> [Work task] Your task is to find every line of the data that holds the string "reddish" and copy it.

------------------------------

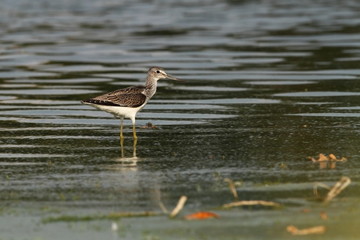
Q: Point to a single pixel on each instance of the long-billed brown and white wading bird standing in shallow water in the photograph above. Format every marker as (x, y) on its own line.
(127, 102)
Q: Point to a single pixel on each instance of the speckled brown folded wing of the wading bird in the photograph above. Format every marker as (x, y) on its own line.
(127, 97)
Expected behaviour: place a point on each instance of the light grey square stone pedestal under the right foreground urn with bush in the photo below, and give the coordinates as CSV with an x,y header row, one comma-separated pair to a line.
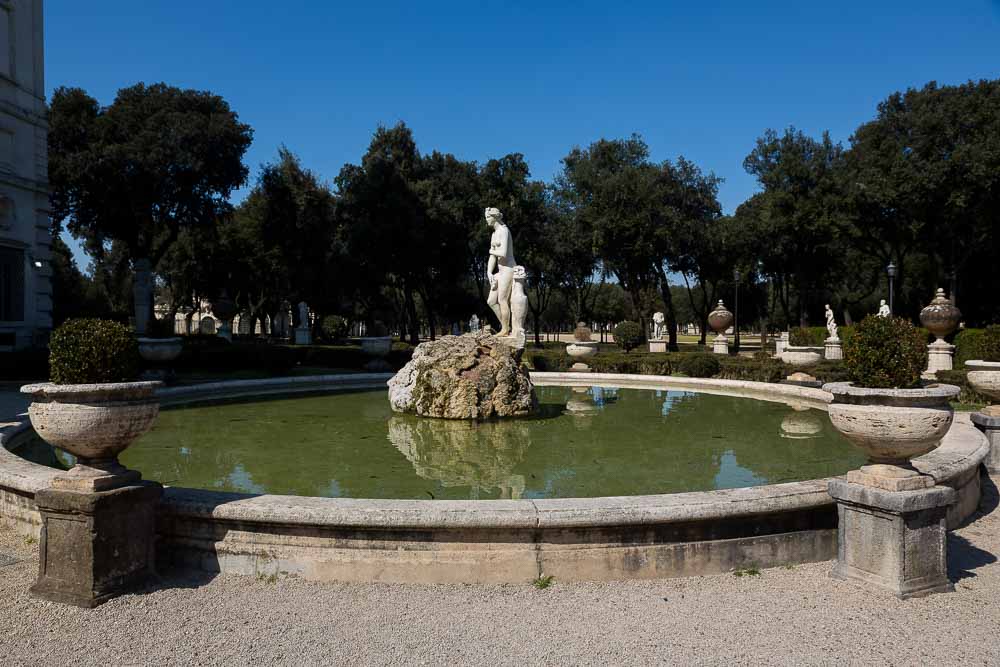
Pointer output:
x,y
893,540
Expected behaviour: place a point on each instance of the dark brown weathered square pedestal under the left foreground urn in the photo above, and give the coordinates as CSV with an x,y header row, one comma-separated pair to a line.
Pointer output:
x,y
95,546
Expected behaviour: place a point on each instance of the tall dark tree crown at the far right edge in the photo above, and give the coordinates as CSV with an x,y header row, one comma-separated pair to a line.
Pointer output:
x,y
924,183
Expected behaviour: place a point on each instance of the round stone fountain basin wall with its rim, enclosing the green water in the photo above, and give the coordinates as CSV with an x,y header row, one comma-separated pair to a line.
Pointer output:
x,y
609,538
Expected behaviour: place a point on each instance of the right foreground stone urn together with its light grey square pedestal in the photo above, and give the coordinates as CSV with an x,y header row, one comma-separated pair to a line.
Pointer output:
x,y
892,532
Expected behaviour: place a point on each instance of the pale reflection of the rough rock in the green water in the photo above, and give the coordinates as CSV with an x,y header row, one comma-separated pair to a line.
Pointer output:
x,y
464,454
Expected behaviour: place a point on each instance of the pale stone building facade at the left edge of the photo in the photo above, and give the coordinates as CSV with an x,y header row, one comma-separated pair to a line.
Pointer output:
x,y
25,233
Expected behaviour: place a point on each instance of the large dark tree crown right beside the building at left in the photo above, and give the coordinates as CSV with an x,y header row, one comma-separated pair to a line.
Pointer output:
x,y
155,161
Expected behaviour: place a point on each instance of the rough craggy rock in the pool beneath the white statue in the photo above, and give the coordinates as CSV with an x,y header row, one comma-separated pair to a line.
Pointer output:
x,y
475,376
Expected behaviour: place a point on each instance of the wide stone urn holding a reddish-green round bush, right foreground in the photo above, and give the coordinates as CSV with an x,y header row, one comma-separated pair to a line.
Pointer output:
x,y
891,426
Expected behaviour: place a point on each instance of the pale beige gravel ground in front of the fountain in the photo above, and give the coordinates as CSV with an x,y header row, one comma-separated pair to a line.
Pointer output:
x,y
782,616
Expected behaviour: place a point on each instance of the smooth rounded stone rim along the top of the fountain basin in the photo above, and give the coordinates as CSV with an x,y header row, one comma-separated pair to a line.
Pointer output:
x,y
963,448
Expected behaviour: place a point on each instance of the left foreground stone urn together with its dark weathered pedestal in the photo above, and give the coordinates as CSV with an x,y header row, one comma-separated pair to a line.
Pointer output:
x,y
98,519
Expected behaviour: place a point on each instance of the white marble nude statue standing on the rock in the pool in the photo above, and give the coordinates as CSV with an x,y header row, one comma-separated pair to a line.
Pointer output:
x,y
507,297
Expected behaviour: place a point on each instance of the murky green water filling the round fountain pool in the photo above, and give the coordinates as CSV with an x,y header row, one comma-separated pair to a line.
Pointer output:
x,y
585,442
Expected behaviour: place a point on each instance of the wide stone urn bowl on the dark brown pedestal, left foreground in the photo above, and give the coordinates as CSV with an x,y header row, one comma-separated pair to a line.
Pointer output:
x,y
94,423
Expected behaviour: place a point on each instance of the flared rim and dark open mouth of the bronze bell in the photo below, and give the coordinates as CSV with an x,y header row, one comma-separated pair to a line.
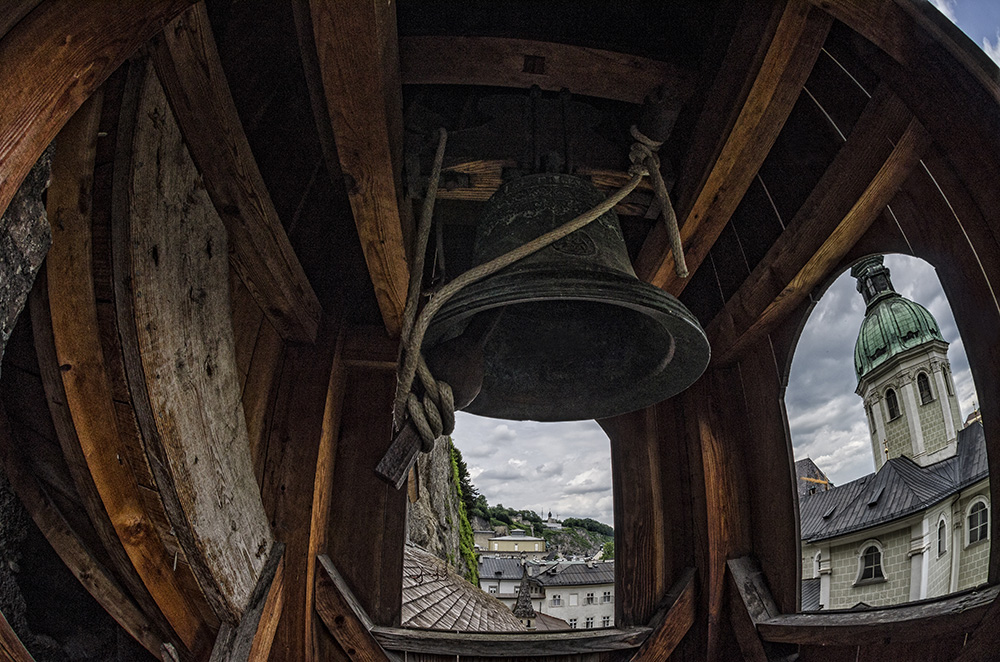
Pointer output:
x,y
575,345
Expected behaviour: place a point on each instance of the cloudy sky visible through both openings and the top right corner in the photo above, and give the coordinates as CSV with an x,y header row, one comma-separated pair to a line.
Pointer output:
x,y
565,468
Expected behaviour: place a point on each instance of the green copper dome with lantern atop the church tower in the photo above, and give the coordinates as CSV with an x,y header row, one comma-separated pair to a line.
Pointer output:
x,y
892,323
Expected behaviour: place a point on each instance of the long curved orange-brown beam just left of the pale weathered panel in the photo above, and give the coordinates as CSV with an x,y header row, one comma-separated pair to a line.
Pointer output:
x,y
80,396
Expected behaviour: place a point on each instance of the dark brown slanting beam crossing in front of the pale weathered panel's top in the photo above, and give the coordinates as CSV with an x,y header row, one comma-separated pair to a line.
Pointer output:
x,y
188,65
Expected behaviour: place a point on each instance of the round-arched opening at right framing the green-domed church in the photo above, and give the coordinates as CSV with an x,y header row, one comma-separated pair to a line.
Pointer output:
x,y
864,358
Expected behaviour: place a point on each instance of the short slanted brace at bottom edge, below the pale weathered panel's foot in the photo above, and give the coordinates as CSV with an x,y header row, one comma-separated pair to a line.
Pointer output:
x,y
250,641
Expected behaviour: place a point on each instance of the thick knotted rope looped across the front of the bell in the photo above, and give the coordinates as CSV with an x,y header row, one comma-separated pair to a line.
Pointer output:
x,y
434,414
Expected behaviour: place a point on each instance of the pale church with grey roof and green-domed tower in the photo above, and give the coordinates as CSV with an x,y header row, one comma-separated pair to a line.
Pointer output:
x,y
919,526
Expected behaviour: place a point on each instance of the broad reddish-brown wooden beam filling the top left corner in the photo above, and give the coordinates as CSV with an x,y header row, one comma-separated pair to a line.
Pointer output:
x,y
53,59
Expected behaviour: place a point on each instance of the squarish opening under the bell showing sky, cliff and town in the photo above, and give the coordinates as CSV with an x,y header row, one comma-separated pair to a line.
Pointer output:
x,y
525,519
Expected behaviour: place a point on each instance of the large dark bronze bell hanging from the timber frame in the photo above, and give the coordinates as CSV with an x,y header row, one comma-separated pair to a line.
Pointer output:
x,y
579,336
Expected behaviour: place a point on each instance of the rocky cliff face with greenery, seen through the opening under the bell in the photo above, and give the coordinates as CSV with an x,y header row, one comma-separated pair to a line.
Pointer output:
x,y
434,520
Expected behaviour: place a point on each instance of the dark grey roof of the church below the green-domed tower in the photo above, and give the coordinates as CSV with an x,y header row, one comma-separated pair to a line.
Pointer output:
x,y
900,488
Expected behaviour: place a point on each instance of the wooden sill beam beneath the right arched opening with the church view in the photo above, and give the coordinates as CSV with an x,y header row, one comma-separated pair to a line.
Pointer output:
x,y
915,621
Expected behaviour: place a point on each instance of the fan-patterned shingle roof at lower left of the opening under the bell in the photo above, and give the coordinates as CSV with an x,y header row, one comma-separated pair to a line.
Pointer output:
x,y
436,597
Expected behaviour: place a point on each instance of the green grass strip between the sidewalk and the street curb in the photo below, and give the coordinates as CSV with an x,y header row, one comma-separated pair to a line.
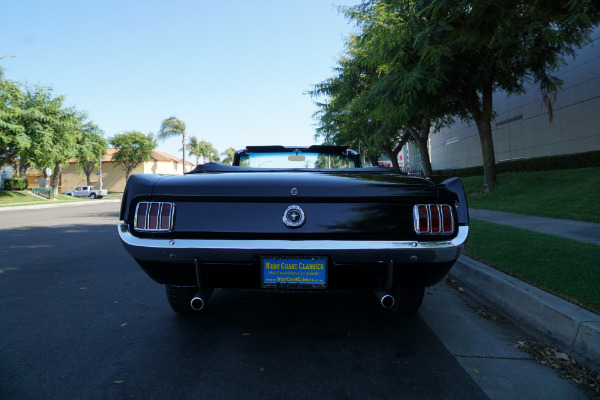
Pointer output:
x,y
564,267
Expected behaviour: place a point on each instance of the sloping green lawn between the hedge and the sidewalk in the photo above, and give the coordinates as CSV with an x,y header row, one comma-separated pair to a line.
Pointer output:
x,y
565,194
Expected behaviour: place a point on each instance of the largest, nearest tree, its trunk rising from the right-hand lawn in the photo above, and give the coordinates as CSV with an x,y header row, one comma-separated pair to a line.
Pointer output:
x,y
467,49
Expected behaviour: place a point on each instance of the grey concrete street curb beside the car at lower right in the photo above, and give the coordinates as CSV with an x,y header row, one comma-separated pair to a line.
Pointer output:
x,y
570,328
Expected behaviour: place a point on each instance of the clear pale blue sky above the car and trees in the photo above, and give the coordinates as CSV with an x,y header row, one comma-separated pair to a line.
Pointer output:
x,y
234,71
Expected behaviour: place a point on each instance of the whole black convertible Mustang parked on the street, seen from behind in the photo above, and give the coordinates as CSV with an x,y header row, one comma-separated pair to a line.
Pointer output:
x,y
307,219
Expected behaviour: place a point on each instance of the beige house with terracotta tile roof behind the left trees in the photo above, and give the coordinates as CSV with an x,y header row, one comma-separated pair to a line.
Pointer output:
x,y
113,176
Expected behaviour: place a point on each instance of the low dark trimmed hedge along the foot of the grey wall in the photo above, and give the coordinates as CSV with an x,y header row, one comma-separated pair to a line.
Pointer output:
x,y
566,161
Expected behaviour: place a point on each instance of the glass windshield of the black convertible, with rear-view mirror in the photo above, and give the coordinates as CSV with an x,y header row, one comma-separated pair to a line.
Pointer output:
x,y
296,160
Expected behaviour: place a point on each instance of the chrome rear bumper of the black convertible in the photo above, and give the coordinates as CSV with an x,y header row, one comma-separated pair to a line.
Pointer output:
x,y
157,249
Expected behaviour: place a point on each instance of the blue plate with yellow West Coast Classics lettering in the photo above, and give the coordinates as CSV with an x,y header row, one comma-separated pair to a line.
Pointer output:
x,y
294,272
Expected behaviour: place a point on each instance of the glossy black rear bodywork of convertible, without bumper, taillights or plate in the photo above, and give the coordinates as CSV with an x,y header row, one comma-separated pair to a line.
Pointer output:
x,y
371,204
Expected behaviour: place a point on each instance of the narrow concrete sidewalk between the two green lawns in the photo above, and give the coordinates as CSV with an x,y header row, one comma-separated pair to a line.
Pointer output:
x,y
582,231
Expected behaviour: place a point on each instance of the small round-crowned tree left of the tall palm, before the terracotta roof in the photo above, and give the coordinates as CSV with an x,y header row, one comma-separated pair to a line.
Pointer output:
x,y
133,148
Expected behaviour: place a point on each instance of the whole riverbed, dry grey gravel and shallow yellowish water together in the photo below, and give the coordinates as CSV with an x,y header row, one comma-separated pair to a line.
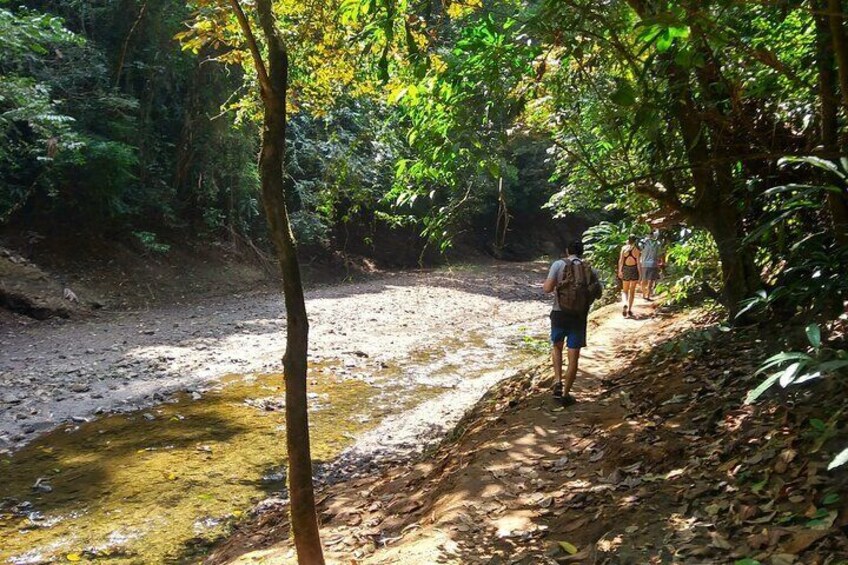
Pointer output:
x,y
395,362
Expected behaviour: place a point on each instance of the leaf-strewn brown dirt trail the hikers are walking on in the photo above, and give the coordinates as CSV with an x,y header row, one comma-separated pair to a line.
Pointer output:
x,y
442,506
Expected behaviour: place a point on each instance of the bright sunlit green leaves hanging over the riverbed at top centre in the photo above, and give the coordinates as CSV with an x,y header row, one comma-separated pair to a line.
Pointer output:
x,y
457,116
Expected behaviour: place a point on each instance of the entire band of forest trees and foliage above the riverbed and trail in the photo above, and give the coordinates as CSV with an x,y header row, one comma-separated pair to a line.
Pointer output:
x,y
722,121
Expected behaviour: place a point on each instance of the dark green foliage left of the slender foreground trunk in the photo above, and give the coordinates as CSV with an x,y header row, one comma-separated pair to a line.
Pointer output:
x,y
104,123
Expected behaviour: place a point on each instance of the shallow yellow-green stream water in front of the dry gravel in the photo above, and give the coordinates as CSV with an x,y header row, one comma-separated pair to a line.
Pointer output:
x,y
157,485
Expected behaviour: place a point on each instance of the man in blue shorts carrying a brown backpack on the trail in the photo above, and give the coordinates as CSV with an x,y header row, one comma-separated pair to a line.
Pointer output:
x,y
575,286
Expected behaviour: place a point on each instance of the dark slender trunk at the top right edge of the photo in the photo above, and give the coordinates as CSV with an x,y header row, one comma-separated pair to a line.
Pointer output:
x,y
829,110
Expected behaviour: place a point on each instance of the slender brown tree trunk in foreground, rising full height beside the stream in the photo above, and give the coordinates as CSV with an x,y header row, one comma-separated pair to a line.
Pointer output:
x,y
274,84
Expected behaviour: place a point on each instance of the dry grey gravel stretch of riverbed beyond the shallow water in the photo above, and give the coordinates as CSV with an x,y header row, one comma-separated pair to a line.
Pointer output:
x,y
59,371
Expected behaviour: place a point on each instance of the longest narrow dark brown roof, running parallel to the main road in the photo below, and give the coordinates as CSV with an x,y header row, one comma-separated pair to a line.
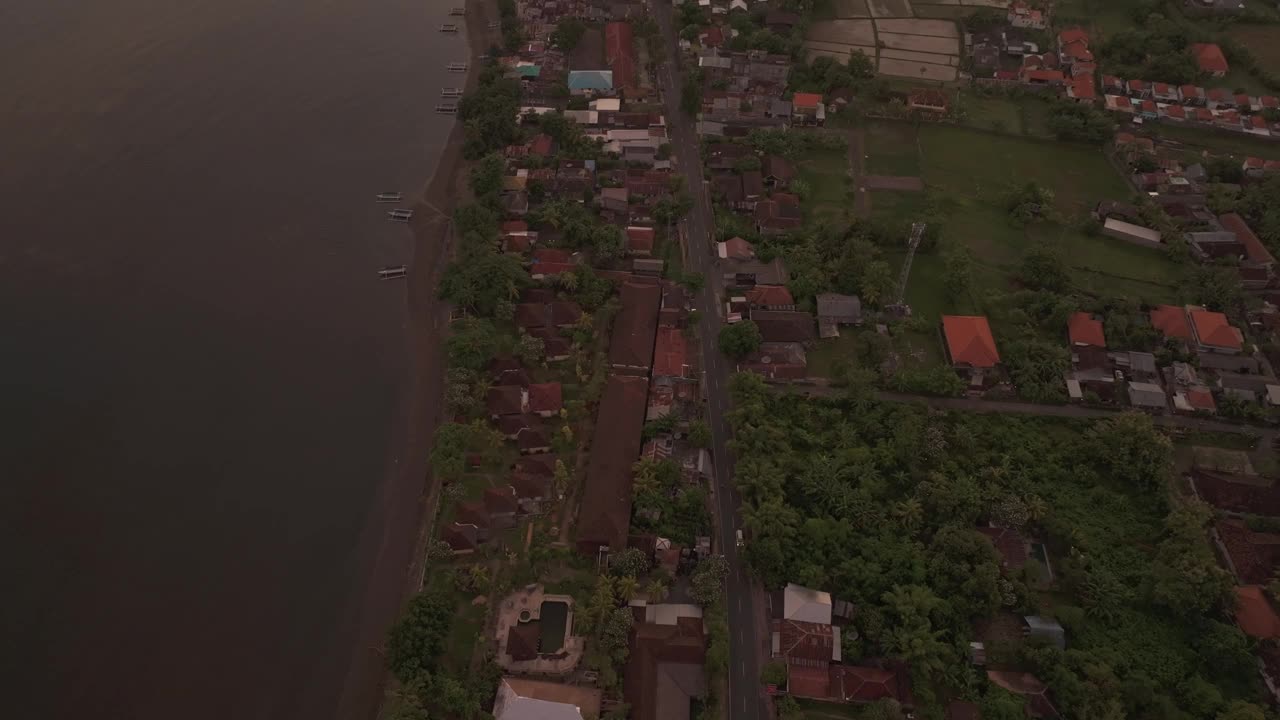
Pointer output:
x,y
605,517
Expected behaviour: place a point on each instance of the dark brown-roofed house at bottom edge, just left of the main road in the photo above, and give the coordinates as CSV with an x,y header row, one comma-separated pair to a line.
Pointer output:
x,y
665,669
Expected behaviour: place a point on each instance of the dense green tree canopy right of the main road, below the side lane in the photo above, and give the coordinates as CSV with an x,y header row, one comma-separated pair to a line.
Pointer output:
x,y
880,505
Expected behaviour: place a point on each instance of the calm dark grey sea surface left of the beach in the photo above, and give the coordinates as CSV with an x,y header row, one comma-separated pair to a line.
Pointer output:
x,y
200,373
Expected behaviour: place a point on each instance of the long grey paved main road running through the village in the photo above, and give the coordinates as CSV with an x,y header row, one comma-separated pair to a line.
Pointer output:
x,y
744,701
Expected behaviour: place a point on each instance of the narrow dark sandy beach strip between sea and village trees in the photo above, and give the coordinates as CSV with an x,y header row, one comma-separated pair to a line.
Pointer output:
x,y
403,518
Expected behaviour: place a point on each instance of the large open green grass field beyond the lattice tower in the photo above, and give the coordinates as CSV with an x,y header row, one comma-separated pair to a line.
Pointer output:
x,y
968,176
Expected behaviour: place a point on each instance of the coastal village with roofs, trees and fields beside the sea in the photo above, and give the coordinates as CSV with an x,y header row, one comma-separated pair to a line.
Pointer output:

------------------------------

> [Reply]
Expected behaviour: place a point on each instance of the wide stone urn holding a reddish-green round bush, right foreground in the photo above, and give the coordinates as CSV with an x,y header row, one comma-separated pair to a line.
Expected behaviour: place a point on each instance of the broad reddish-brown wooden beam filling the top left corner in the photo above, and give the coordinates as CSV with an x,y header row, one comma-separated pair to a line.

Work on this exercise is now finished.